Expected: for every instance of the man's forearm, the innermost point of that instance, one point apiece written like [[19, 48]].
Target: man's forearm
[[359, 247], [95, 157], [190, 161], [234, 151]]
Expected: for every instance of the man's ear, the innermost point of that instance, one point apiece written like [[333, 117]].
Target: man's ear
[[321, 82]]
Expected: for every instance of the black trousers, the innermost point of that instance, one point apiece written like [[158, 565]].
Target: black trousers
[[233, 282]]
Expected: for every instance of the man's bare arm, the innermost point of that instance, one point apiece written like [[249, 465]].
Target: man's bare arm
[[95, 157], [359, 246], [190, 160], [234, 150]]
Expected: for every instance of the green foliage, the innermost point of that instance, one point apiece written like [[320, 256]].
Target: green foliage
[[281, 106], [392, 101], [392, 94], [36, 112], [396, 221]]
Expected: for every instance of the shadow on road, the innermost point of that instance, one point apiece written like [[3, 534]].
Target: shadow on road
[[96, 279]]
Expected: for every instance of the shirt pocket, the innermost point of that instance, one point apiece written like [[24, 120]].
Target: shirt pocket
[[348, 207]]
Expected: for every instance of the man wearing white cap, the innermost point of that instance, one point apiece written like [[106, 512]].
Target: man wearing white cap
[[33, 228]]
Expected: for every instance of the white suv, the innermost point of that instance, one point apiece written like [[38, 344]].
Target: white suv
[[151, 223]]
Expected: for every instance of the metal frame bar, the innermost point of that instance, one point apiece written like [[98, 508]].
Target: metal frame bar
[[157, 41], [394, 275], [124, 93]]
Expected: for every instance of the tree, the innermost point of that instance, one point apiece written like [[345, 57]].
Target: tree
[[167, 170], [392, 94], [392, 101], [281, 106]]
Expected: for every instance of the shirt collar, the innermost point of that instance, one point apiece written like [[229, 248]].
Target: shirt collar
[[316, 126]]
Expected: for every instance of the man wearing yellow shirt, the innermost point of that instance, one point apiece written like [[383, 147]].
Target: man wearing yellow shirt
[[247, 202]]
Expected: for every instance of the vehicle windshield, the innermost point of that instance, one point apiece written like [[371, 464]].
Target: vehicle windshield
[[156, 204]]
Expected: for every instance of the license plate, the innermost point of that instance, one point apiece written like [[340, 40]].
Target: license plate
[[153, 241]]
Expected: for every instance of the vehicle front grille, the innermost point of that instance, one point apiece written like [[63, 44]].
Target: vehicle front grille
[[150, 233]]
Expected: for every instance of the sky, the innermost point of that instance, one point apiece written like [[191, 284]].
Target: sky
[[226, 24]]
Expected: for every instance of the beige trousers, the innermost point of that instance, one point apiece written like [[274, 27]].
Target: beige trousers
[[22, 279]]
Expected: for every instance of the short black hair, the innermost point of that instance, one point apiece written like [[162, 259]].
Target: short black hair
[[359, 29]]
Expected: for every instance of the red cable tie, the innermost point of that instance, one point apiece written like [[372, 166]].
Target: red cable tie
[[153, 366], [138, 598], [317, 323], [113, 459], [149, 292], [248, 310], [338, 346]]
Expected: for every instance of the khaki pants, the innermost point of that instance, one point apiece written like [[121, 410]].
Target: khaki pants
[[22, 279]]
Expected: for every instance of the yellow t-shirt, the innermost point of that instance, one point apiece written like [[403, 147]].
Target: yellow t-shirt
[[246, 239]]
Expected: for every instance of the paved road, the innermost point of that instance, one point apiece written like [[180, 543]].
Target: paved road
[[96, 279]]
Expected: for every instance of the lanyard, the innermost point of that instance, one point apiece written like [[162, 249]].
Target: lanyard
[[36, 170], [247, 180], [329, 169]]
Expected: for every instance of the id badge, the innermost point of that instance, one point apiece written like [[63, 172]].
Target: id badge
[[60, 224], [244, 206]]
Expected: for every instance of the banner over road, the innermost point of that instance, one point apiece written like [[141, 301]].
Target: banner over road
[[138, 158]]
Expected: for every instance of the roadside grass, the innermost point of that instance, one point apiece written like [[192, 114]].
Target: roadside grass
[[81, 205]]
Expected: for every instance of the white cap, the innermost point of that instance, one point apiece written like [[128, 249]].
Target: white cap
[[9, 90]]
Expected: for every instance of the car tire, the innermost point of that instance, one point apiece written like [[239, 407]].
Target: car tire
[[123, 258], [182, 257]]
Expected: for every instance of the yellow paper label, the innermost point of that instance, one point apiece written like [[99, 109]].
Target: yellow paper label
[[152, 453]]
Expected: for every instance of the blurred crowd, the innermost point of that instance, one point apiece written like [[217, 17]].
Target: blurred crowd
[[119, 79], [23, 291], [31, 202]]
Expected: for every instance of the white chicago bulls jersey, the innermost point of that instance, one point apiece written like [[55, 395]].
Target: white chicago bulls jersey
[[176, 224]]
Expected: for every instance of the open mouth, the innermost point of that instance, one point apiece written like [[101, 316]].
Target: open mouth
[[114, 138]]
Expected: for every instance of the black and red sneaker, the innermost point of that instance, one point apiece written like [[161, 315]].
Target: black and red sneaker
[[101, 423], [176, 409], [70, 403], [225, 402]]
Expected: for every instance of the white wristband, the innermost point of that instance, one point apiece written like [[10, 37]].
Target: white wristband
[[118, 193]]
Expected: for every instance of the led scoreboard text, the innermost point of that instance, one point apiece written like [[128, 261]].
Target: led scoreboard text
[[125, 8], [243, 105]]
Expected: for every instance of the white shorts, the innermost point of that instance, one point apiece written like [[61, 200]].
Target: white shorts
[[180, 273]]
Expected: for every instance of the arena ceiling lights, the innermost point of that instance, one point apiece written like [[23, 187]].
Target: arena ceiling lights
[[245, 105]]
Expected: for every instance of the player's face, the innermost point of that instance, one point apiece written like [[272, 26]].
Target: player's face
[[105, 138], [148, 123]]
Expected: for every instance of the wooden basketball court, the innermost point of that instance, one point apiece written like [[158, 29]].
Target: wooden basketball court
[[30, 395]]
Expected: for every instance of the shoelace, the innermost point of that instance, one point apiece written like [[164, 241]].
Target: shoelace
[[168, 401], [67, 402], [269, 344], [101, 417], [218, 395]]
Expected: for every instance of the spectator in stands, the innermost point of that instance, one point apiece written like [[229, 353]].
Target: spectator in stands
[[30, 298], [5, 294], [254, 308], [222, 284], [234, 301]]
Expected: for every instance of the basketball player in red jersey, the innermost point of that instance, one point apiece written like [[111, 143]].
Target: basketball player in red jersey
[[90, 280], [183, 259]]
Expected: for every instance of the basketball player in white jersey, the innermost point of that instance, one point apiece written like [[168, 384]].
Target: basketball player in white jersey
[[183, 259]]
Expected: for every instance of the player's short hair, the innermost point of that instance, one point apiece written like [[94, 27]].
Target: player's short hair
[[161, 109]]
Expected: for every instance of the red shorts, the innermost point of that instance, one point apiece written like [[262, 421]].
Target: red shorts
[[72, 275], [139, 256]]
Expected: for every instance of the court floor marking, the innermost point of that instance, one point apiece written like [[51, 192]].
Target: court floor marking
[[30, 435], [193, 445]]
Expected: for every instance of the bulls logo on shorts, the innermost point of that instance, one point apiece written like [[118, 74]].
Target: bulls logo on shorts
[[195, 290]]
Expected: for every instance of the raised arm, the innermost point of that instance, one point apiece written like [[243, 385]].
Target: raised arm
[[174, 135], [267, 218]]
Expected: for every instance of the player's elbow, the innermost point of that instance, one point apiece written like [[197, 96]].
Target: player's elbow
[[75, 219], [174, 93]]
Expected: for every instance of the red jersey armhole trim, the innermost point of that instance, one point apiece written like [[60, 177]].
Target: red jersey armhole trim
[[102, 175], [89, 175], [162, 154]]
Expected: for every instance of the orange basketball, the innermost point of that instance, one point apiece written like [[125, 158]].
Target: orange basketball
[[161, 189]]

STATED GOAL:
Format every line of the items above as a numbered list, omitting any blank lines.

TASK ANSWER:
1. Expected: for every instance of the man's forearm, the innermost point of that instance, one point apiece written like [[19, 48]].
2. Target: man's forearm
3. [[359, 247], [95, 157], [190, 161], [234, 151]]
4. Expected: for every instance of the man's ear, the innermost point of that instance, one point apiece written like [[333, 117]].
5. Target: man's ear
6. [[321, 82]]
7. Expected: for every instance of the black trousers, the innermost point of that instance, one point apiece written like [[158, 565]].
8. Target: black trousers
9. [[233, 282]]
10. Expected: for every instance of the man's bare arm, the innermost point of that instance, one point apiece written like [[249, 465]].
11. Target: man's bare arm
12. [[95, 157], [359, 246], [190, 160], [234, 150]]
13. Expected: for every instance of the green foliage, the innermost point of that instance, one point apiece written like [[320, 256]].
14. Target: green foliage
15. [[281, 106], [392, 101], [392, 94], [36, 112], [396, 221]]
16. Expected: for every instance of the shadow on road, the innermost point of that instance, one point apiece written like [[3, 534]].
17. Target: shadow on road
18. [[96, 279]]
19. Expected: for every instance of the shirt pocket, the innermost point of that instance, one point apiece written like [[24, 120]].
20. Target: shirt pocket
21. [[348, 207]]
22. Expected: for every instance of the man wearing white cap, the innermost point of that instance, one point apiece written like [[106, 512]].
23. Target: man wearing white cap
24. [[33, 228]]
25. Expected: for every instance of the white suv, the innermost point of that instance, one point apiece written like [[38, 344]].
26. Target: white suv
27. [[151, 223]]
28. Expected: for every instance of the metal frame bar, the innermost point of that instance, one point apiece written like [[98, 508]].
29. Target: metal frame bar
30. [[157, 41], [394, 275], [124, 93]]
31. Expected: for every instance of the tree, the innermost point of that instance, one point apiece written like [[345, 57]].
32. Target: tree
33. [[167, 170], [392, 94], [392, 101], [281, 106]]
34. Expected: for every instance of the shirt collar, the innermost point of that instance, one point apiece written like [[229, 248]].
35. Target: shirt collar
36. [[316, 126]]
37. Expected: for every instance of the man wearing yellow shirt, the innermost point of that instance, one point apiece written like [[383, 147]].
38. Target: man wearing yellow shirt
39. [[247, 202]]
40. Expected: for every instance of the vehicle windshield, the innermost point of that instance, one point apiece written like [[371, 464]].
41. Target: vehicle windshield
42. [[156, 204]]
43. Expected: for every instance of the license plate, the innermost point of that instance, one point apiece written like [[340, 40]].
44. Target: license plate
45. [[153, 241]]
46. Expected: for every instance of the vehicle front grille, the innermost point of that instance, one point apiece written like [[63, 44]].
47. Target: vehicle front grille
48. [[150, 233]]
49. Expected: for every instance of the sky, the innermost point of that instance, one point apiece written like [[191, 284]].
50. Target: sky
51. [[226, 24]]
52. Expected: for every instance of the beige trousers, the innermost point of that instance, one point apiece written like [[274, 27]].
53. Target: beige trousers
54. [[22, 279]]
55. Expected: for every instance of the short black hair, the innermost point of that instance, one point apiece written like [[162, 259]].
56. Target: short black hair
57. [[359, 29]]
58. Expected: for every instance of the red cable tie, the innermost point of that instance, one point apiece written like [[372, 166]].
59. Target: red cable tie
60. [[153, 366], [138, 598], [317, 323], [113, 459], [149, 292], [248, 310], [338, 346]]
61. Expected: for every instance of the khaki pants, the innermost point of that instance, one point apiece written like [[121, 410]].
62. Target: khaki pants
63. [[22, 279]]
64. Expected: for every instance of the yellow t-shirt, the innermost point of that instance, one point apiece written like [[403, 147]].
65. Target: yellow t-shirt
66. [[246, 239]]
67. Expected: for every instance of the paved road, the innermost point of that instance, one point apiece written like [[180, 543]].
68. Target: paved road
69. [[96, 279]]
70. Expected: for every instance of the lanyard, the innermost point of that instance, one point apiece written like [[162, 249]].
71. Target: lanyard
72. [[36, 170], [247, 180], [329, 169]]
73. Expected: for every instance of the id badge, the innermost point of that instance, one point apiece written like [[63, 172]].
74. Target: id badge
75. [[60, 224], [244, 206]]
76. Expected: for every instance of the banner over road, the innermost point of that instance, one point apiece written like [[141, 301]].
77. Target: banner over road
78. [[138, 158]]
79. Expected: for every instance of the roadside grass, the innermost point of that instance, one point apiece written like [[192, 114]].
80. Target: roadside grass
81. [[81, 205]]
82. Expected: for every instance of the white cap, the innermost point of that instance, one point apiece written like [[128, 249]].
83. Target: white cap
84. [[9, 90]]
85. Expected: for every instance of the car tire, the innermost point of that instance, one point apiece written like [[239, 407]].
86. Target: car tire
87. [[123, 258], [182, 257]]
88. Expected: for every instance of the yellow paper label, the innermost point of that instance, one point apiece written like [[99, 109]].
89. Target: yellow paper label
90. [[152, 453]]
91. Expected: for every instance of the blurred crowd, the innermost point of that instance, one point apiece written like [[217, 17]].
92. Target: blurred crowd
93. [[119, 79], [23, 291], [31, 202]]
94. Expected: for every instance of the white chicago bulls jersey, the innermost point of that instance, one point apiece written like [[55, 395]].
95. Target: white chicago bulls jersey
96. [[176, 224]]
97. Expected: for every instance of the open mouth, the innermost point of that instance, one point apiece written like [[101, 316]].
98. Target: open mouth
99. [[114, 138]]
100. Expected: for every instance of the black and red sneaker, the innermost point of that instance, one point apiece written like [[161, 315]].
101. Target: black and red sneaker
102. [[101, 423], [176, 409], [70, 403], [225, 402]]
103. Expected: for every instance of the white wristband, the innermost point of that instance, one point apiece written like [[10, 37]].
104. Target: white wristband
105. [[118, 193]]
106. Expected: for every instance of the led scoreboard text, the innermost point of that instance, one point apiece written like [[128, 261]].
107. Target: led scoreboard text
108. [[125, 8], [243, 105]]
109. Expected: for every instance of the white shorts, the innermost point of that instance, one point apiece written like [[61, 200]].
110. Target: white shorts
111. [[180, 273]]
112. Expected: for every instance of the arena ceiling lights, the innermost point of that instance, one point apiece written like [[23, 187]].
113. Target: arena ceiling lights
114. [[245, 105]]
115. Expected: for every instance of the player's face, the innermost point of that instance, one point apiece written like [[272, 26]].
116. Target: player's face
117. [[105, 138], [148, 123]]
118. Expected: for every instance of the wooden basketball court, the innermost point of that instance, one point apiece written like [[158, 29]].
119. Target: wooden basketball court
120. [[30, 395]]
121. Expected: for every instance of the shoelace, the innermost point of that instance, one point apiece written like [[164, 241]].
122. Target: shoelace
123. [[168, 401], [67, 402], [269, 344], [101, 417], [218, 395]]
124. Expected: for every instance of the spectator in stands, the innermost point of that instance, one point apiece written like [[229, 353]].
125. Target: spectator in stands
126. [[30, 298], [5, 294], [254, 308], [222, 284], [234, 301]]
127. Expected: for every instance of the basketball player in red jersey, the innermost point of that instance, one point apiece written like [[111, 143]].
128. Target: basketball player in red jersey
129. [[90, 280], [183, 259]]
130. Expected: for every instance of the basketball player in white jersey, the innermost point of that instance, one point apiece written like [[168, 384]].
131. Target: basketball player in white jersey
132. [[183, 259]]
133. Expected: for every instance of the player's short hair, the innermost point of that instance, one point apiece written like [[94, 27]].
134. Target: player's short hair
135. [[161, 109]]
136. Expected: for every instance of the red shorts, the innermost point of that instance, one point apiece written like [[262, 421]].
137. Target: red shorts
138. [[72, 275], [139, 256]]
139. Expected: for every instance of the court floor marking, the innermost point of that instance, one point apiece written like [[51, 192]].
140. Target: court floor marking
141. [[30, 435], [193, 445]]
142. Expected: for every instance of the bulls logo on shorts, the innermost point of that instance, one point apiece written like [[118, 74]].
143. Target: bulls logo on shorts
144. [[195, 290]]
145. Expected: for every instance of the raised arm, the innermost point of that instance, one point apiece written like [[243, 385]].
146. Target: raised arm
147. [[174, 135], [267, 218]]
148. Expected: for every instance of the player's elbow, the innermost point of that instance, one point apiece written like [[197, 96]].
149. Target: player's elbow
150. [[75, 219], [174, 93]]
151. Expected: for every instance of the red jersey armhole trim, the innermost point of that instance, one point apiece written like [[60, 177]].
152. Target: red jersey armhole trim
153. [[102, 175], [89, 175], [162, 154]]
154. Expected: for every instance of the orange basketball, the innermost point of that instance, one point apiece written like [[125, 158]].
155. Target: orange basketball
156. [[161, 189]]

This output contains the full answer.